Data excerpts
════════════════════

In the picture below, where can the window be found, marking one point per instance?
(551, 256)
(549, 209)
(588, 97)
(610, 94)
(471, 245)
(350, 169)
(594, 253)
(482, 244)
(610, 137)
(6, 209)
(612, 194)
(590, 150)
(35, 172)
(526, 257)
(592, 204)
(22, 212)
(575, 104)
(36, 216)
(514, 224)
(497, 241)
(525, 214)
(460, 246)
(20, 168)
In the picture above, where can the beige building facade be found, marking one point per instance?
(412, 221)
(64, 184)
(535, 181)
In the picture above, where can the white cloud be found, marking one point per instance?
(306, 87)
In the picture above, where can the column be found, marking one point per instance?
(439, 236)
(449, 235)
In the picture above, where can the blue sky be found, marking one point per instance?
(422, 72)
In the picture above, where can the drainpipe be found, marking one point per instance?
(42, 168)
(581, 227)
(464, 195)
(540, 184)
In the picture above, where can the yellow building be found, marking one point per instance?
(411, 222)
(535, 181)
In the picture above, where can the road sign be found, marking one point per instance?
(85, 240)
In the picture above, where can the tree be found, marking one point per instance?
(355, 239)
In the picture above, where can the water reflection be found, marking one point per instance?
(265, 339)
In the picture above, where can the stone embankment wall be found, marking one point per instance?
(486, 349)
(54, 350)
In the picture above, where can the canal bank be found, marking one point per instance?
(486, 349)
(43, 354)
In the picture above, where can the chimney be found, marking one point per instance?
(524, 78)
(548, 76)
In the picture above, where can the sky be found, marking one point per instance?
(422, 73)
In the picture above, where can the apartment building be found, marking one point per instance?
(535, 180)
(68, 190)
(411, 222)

════════════════════

Only the lines from the one holding "In the picture above, where can the beige" through the end of the records should appear in the answer, each repeated exactly.

In the picture above, where can the beige building facade be found, marking one point per instance?
(412, 221)
(64, 184)
(535, 181)
In the picture above, where can the white cloud be found, marking one point per instance?
(306, 87)
In the picture above, where can the column be found, marking one point per instance?
(439, 236)
(449, 235)
In the picture above, where can the blue sky be found, marking one point per instance?
(422, 72)
In the picture above, where can the drainpipe be found, marking one point per instance?
(42, 168)
(581, 227)
(464, 195)
(540, 184)
In the picture above, where can the yellow building be found, marking one point per instance?
(411, 222)
(535, 181)
In the picture above, where can the road sign be found, marking one point per instance?
(85, 240)
In the picture above, where can the tree be found, marking one point per instance?
(355, 239)
In the picture above, where can the water reflection be found, marking one point per instance?
(265, 339)
In the picture above, where can the stone embankment wall be found, marking one point per instance?
(486, 349)
(54, 350)
In the picture above, where can the canal bank be found, marking one point per instance?
(486, 349)
(43, 354)
In the picture above, where can the chimney be found, marking one point per instance?
(524, 78)
(548, 76)
In the picture above, where can the sky be found, marking one point per instance?
(422, 73)
In the picture above, where can the apartment building be found, marking one point per instance?
(535, 180)
(68, 190)
(411, 222)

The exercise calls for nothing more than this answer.